#### Problem to work on:
Repeat the data exactly, leaving out any image.

#### Dataset entries:
_ _ _
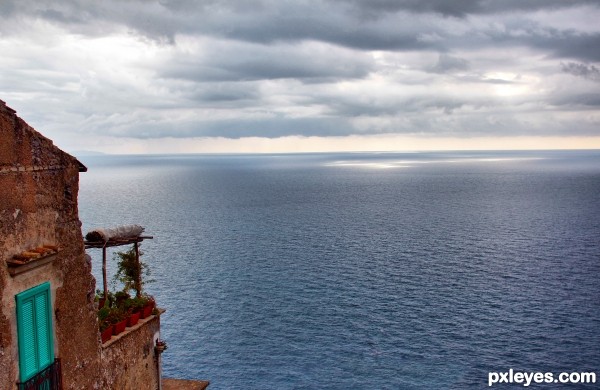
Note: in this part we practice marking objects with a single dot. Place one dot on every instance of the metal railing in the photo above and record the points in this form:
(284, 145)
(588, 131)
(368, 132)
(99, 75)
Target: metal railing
(50, 378)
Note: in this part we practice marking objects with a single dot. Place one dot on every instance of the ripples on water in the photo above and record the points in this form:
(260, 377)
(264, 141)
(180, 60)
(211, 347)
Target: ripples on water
(328, 271)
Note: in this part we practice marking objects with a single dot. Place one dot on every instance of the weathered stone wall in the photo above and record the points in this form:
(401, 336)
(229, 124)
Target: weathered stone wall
(130, 363)
(38, 206)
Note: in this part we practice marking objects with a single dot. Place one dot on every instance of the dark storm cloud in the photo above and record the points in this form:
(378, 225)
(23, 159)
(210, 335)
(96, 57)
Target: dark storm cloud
(589, 72)
(460, 8)
(235, 62)
(151, 69)
(447, 63)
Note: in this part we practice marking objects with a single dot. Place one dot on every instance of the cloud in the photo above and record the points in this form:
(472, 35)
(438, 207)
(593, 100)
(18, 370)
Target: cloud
(447, 63)
(589, 72)
(259, 68)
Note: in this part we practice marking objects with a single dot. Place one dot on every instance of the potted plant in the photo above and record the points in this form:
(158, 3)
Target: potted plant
(106, 327)
(119, 319)
(130, 270)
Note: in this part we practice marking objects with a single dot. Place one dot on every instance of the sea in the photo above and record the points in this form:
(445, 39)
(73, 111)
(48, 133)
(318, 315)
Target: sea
(428, 270)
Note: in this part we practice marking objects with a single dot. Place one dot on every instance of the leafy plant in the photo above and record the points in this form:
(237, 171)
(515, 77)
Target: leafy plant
(130, 271)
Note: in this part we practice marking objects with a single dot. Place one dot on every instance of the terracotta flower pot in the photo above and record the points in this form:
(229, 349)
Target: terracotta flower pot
(106, 334)
(133, 319)
(120, 327)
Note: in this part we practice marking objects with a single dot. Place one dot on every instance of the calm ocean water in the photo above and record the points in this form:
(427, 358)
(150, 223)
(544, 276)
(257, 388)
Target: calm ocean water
(364, 270)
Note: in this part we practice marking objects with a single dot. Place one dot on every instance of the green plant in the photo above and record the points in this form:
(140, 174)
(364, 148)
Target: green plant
(130, 270)
(103, 314)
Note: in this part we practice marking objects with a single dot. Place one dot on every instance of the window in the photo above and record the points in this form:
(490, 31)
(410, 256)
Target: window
(34, 328)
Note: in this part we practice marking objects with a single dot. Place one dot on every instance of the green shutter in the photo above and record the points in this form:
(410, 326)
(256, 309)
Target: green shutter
(34, 328)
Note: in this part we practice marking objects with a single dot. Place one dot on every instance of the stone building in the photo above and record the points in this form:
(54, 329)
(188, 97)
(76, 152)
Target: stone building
(48, 317)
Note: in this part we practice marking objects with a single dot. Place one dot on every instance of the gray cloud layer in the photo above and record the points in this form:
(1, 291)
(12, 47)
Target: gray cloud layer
(183, 68)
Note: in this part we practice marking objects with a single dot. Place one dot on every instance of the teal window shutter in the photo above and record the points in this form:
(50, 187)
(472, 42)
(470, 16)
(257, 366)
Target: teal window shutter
(34, 329)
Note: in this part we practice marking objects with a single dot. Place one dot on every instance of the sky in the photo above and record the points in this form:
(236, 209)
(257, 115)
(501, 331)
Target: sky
(183, 76)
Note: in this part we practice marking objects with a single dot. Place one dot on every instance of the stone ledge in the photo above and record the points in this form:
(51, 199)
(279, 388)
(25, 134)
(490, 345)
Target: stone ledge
(130, 330)
(183, 384)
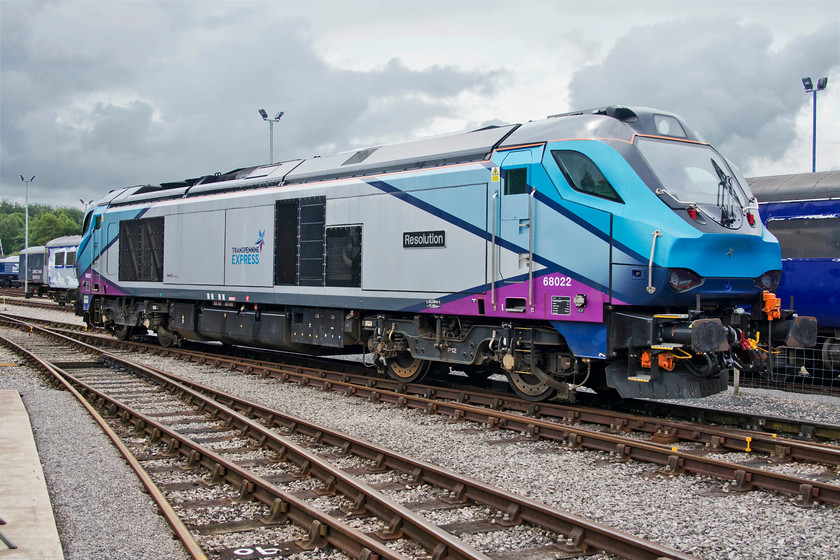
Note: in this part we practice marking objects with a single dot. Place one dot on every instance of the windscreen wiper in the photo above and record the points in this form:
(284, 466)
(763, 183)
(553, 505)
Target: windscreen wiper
(725, 197)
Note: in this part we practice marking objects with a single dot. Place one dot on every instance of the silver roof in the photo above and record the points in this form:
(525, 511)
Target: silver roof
(797, 186)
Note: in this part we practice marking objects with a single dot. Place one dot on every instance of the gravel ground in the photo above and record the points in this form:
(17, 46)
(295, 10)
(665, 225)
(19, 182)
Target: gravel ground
(694, 514)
_ _ _
#### Reply to the task:
Note: in this part we practice marking objects with a single dot. Place one dot on every instance of the metal railing in the photo above and record the points in this form:
(284, 145)
(588, 131)
(368, 132)
(99, 75)
Target: metal railing
(50, 378)
Note: in this part we practice marking objects with a single dot. Place one dot on every instance of the ripples on water in the photo above and record the points in this form:
(260, 377)
(264, 141)
(180, 60)
(211, 347)
Target: ripples on water
(328, 271)
Note: in this part we practice marking objects with a single dot. Place one dot on every instance of the weathered stone wall in the photo above and record the points in this form:
(401, 336)
(229, 124)
Target: weathered stone wall
(130, 363)
(38, 206)
Note: in this part we practice marking objects with a single dot. Place one dot on every instance of the dark storm cloud in the photo above and record the points in this form:
(378, 225)
(23, 159)
(210, 335)
(96, 57)
Target: dark storm cloud
(589, 72)
(460, 8)
(235, 62)
(151, 69)
(447, 63)
Note: in this part we practice marking objects with a single dot. Place one dot on every instance of the cloud in the photo above and record the points in this form:
(472, 35)
(438, 207)
(593, 100)
(18, 370)
Target: cloud
(447, 63)
(589, 72)
(259, 68)
Note: in this part we practice marking objects with a single dot. Place one dot on every instance of the potted plant in the photo above and record the points in this form:
(158, 3)
Target: potted plant
(106, 327)
(119, 319)
(130, 270)
Note: in this part we practice marking objects with a single dot. Place one dot on every instance of the sea in the photo above and record the points in this form:
(445, 39)
(73, 111)
(48, 133)
(318, 315)
Target: sea
(428, 270)
Note: in this part we practice marking objects with a single dot. Place one dot on every instance of the leafy plant in the photo above and record the points in this form:
(237, 171)
(515, 77)
Target: leafy plant
(130, 271)
Note: in this part we practice marking objects with a single dot. Place one dot on every instance of the terracotta flower pot in the photo above and record the points in this form:
(229, 349)
Target: terracotta flower pot
(106, 334)
(133, 319)
(120, 327)
Note: in this part we practice marking objects with a single dot. Place one dot on every instance of the calm ocean water in the photo above and record the points in this form:
(427, 358)
(150, 223)
(544, 276)
(257, 388)
Target: calm ocean water
(364, 270)
Note: in this part we practice marking objects with a single dot. Place one dot on every instance of the green plant in the photo above and record the points in this form:
(140, 174)
(364, 148)
Target: green plant
(130, 270)
(103, 314)
Note: in this part we practice marking objects with a single dot. Place one dot on every instance of the window in the photo above and record the points in this form:
(490, 31)
(410, 256)
Target: window
(34, 328)
Note: in this part we practice marking objects with a single dot. Place one dot on every instance of the green shutter in the photo above and record the points in this form:
(410, 326)
(256, 309)
Target: green shutter
(34, 328)
Note: in this part we practice marking objects with a single dot. Place one dot on every instance of the stone building in the photo above and record the points in this form:
(54, 329)
(188, 97)
(76, 152)
Target: stone building
(48, 317)
Note: in this part we practice marking objects with a single dot. Place one dot on every instance of the gray cloud layer in the photo above and record the points in this form:
(1, 291)
(12, 47)
Target: gray cloud layer
(183, 68)
Note: in this part we practice marking objects with a single dot. Place one dot on every instance of the teal window shutter in the photo above and record the points in this form:
(50, 187)
(472, 42)
(470, 16)
(257, 366)
Target: teal window shutter
(34, 329)
Note: in this part we practice marking objects with a single dot. Place one dot on every instance of the sky in the photo above and record the points in this form:
(236, 209)
(257, 115)
(501, 331)
Target: sky
(183, 76)
Note: in this part we practice marking objects with a single dot. Place one dot on every instance of the stone ledge in the photo above and record the points in this form:
(51, 199)
(279, 388)
(25, 134)
(490, 345)
Target: stone ledge
(130, 330)
(183, 384)
Note: in this part we practice marking objects with a single dot. Place one dot on every instance of the windscreen wiper in the photo above and record the points in this form:
(284, 466)
(763, 183)
(553, 505)
Target: windscreen wiper
(725, 197)
Note: in this part we practice marking objects with a single dot. Place one dot on every instance of the silver roof in the photo above and record the points in this form:
(525, 511)
Target: silver roof
(797, 186)
Note: in this part we practice marking objects with a single dot. Place one dot on every instance of the gravel ground in the photo above and record the points in this form:
(17, 46)
(295, 10)
(665, 225)
(19, 182)
Target: gravel ground
(694, 514)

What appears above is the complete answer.